--- Work request A ---
Answer these questions from the Hunter Conference article, one per line:
(i) At which hotel was the May 2021 Hunter Conference held?
(ii) What type of demand does the article say continues to drive the initial recovery?
(iii) According to multiple panels, which bookings are picking up?
--- Work request B ---
Write the next part of the Hunter Conference article, starting after its final sentence.

** Provided text follows **

Hunter Conference Marks a Return to In-Person Conferences

One thing that stood out at the recent May 2021 Hunter Conference at the Atlanta Marriott Marquis was that people are ready to travel, gather, and attend large-scale conferences again. The Marriott was ready, with attentive staff, well thought-out procedures, and a great experience all around. Kudos to both the Hunter Conference team and the Marriott team. It was a truly flawless event.
Rod Clough, MAI As to be expected, the prevalent theme was that leisure demand continues to drive the initial recovery, with corporate transient and meeting/group demand lagging, but one must wonder if meeting/group demand will bounce back quicker than anticipated given the rather last-minute popularity of this event. Multiple panels reported that small and mid-sized corporate group bookings are picking up, which will be a critical piece of the recovery story in the second half of 2021. Also highlighted was that travel would return to normal more quickly if/when companies quicken their return to the office and once normal in-classroom education resumes. Only time will tell, but if this conference was any indicator, meeting/group business will likely play a more important role in the early recovery of the industry than we might have expected. Forecasts presented by major firms aligned closely to HVS’s current projected trajectory, as illustrated below.

** End of Provided text **
** Supplied data follows **

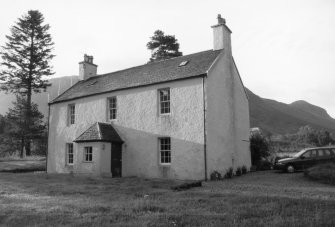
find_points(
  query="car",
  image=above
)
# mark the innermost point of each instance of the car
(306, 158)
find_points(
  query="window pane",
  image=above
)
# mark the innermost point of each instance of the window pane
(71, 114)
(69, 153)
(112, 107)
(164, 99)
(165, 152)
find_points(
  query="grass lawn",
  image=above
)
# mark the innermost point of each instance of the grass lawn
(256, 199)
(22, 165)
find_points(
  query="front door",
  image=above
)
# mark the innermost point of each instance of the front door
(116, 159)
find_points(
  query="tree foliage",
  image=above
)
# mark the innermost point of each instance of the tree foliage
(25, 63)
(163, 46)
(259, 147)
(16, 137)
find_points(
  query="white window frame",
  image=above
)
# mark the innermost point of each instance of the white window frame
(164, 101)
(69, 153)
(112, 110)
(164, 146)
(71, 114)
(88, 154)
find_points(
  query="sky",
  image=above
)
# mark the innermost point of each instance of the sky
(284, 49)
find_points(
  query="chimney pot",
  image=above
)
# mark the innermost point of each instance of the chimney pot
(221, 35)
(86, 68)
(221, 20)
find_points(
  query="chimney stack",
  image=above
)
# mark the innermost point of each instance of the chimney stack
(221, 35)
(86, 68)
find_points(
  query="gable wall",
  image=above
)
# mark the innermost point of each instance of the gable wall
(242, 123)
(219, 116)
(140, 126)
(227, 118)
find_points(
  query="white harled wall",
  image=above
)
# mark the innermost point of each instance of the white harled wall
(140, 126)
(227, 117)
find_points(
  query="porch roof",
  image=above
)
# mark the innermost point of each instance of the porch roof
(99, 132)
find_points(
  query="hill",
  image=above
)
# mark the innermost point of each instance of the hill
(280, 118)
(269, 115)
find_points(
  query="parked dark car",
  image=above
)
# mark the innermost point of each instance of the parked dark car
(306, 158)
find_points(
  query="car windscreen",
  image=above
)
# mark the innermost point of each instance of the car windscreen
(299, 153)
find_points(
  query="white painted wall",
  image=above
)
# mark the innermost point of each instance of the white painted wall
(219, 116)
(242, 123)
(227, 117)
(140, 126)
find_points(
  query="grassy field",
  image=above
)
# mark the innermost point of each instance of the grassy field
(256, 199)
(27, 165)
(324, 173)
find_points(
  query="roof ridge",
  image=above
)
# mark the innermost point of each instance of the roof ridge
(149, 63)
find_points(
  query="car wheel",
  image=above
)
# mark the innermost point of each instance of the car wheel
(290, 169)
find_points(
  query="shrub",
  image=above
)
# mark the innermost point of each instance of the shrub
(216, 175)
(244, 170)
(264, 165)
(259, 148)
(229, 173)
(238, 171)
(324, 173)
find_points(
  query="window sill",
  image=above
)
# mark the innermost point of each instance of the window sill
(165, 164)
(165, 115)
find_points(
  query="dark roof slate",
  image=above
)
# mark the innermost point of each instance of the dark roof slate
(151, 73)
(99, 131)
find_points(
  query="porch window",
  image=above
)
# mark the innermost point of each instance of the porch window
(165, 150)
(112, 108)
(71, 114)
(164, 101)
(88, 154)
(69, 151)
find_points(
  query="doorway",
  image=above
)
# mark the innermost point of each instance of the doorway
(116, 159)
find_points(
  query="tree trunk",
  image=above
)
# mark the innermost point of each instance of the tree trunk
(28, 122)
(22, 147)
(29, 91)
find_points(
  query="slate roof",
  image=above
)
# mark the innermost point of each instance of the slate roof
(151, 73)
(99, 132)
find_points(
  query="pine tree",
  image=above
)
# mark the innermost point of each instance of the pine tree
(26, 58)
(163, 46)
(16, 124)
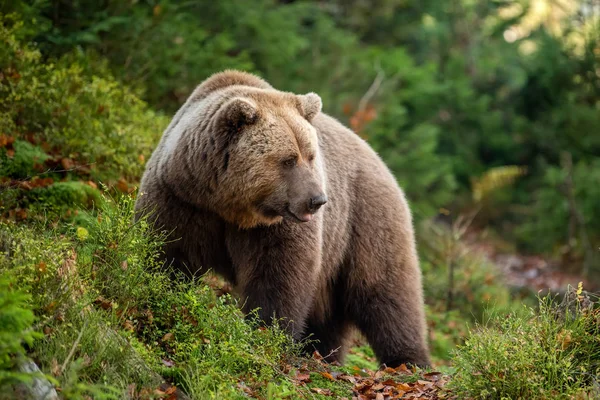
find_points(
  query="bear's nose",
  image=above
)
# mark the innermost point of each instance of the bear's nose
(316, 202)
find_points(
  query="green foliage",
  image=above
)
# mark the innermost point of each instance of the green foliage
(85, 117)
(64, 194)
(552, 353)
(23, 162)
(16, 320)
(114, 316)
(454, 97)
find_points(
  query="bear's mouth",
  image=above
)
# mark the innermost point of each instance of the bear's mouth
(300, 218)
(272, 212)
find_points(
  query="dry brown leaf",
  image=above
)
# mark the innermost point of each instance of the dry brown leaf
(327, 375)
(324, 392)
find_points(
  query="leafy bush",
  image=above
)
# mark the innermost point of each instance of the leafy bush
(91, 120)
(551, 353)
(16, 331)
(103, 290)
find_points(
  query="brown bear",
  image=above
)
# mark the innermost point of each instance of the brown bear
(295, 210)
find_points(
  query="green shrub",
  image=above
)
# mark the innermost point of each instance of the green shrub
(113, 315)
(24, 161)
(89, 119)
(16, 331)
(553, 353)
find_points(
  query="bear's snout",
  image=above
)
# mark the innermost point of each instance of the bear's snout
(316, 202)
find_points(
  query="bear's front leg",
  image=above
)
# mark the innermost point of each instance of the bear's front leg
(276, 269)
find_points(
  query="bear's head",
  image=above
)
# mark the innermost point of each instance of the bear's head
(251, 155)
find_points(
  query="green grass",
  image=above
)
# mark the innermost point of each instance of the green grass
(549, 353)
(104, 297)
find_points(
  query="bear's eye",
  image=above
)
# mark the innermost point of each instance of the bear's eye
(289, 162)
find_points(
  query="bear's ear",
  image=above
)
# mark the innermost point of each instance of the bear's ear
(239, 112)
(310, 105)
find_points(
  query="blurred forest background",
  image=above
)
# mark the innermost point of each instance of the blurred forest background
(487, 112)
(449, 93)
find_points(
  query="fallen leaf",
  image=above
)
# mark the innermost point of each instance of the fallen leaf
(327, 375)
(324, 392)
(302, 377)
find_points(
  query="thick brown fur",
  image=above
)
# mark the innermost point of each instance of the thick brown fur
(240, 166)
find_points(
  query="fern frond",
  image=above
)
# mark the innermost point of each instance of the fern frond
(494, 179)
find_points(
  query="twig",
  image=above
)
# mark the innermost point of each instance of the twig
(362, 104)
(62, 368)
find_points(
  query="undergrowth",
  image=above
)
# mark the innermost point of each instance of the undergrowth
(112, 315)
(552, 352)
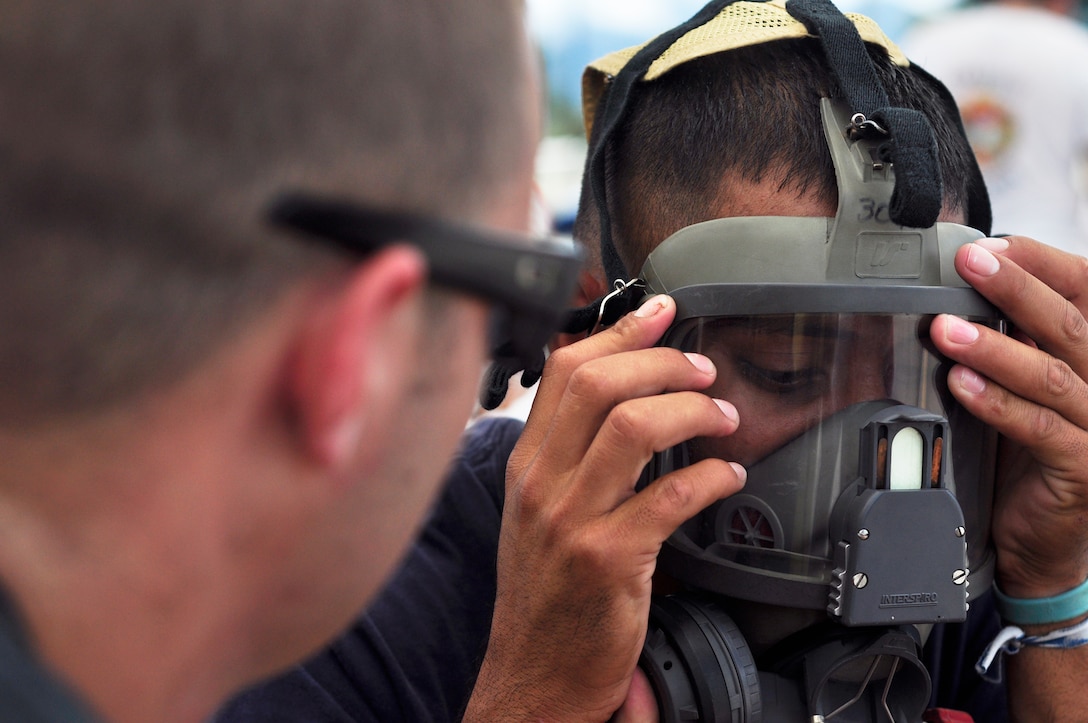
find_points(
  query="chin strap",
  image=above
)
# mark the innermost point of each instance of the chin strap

** End of Supplied data **

--- Output A ---
(i) The Atlanta Marriott Marquis
(ii) Leisure demand
(iii) Small and mid-sized corporate group bookings

--- Output B ---
HVS U.S. Forecast Key Performance Indicators
Source: HVS
 
STR U.S. Forecast Key Performance Indicators
Source: STR 2021 © CoStar Realty Information, Inc. from Hunter Hotel Investment Conference
 
Both the shortage and rising cost of labor were top concerns that were highlighted by several panels and interviewees. These factors will inevitably influence the re-introduction of services, the elimination of services, and increased automation. These challenges are so real that some hotels have modified their reopenings by not opening full inventories and phasing in additional rooms based on management’s ability to rebuild the hotel’s operating team. In many instances, managers are working in line-level roles to “gap fill” where positions remain unfilled, while housekeeping is having to use weekday shifts to catch up from busy weekend nights; however, these realities cannot sustain a recovery. New ideas are starting to emerge, such as paying team members at the end of their shifts, working with new staffing services, and joining forces with local politicians to find solutions.
 
Mobile technology will remain a priority and, through automation, may reduce the need for some roles, which could lead to enhanced revenues with programmed methodologies for upselling to guests. Mobile technology can also improve communication between hotel staff and guests through texting platforms. We will need to keep a watchful eye on automation, as people and our face-to-face interactions with hotel staff are important drivers of hospitality. Ultimately, owners and management teams will need to drive real ADR increases, innovate to find new revenue sources, negotiate hard to reduce third-party booking fees, and embrace a new reality where associates are paid higher wages.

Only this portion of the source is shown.